# Exercise:
Only the final stretch of the data is wanted: reproduce the line containing "Where can you spot the eye" and each line after it, exactly.
↓↓↓
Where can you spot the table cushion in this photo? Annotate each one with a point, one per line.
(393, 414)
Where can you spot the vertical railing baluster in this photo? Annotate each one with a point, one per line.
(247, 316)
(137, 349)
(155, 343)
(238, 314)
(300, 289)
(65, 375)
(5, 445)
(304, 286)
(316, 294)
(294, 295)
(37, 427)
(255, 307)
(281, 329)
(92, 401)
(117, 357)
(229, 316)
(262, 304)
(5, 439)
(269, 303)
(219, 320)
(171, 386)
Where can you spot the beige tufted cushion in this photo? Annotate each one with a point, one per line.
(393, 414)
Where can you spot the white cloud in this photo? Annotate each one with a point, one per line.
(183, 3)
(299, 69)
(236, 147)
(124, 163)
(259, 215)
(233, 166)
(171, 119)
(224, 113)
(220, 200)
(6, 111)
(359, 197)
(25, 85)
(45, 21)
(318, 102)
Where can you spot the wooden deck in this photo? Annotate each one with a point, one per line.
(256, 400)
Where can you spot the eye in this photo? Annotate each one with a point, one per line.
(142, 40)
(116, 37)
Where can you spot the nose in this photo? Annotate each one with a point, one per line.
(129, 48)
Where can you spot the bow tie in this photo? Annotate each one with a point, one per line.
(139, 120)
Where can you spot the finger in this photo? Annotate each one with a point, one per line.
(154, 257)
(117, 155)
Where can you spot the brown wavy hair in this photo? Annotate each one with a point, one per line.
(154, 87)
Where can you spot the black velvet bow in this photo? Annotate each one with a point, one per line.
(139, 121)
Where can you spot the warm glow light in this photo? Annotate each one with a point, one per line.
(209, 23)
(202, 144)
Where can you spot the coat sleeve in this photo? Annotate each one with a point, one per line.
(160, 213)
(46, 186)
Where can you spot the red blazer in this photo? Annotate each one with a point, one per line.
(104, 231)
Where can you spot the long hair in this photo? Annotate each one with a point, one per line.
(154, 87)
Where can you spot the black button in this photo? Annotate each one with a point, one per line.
↑↑↑
# Answer box:
Where can you spot the eye in this photo? Annotate each one with a point, one per line.
(142, 40)
(116, 37)
Where can you spot the nose in this photo? Annotate each one with a point, one per line.
(129, 48)
Where can you spot the bow tie in this photo? Annotate each one with a point, one per line.
(139, 120)
Where can you spot the finger in this photo? Annotate each one with a point, one per line.
(154, 257)
(117, 155)
Where can you spot the brown wavy hair in this photo? Annotate each one with a point, one per line.
(154, 87)
Where can you spot the black velvet bow in this photo? Annotate each one with a point, one per line.
(139, 121)
Where can you spot the warm glow light in this photo? Annotate each one with a point, one per line.
(209, 23)
(202, 144)
Where can you spot the coat sleeve in this photo? Annotate each one with a point, one per line.
(160, 213)
(46, 186)
Where can you spot the red blazer in this photo? Annotate each one with a point, one per line.
(104, 231)
Where can you spot the long hair in this photo? Annotate each one with a point, one per line.
(154, 87)
Where can you spot the black button in this photo? Annotate each one with a point, one per line.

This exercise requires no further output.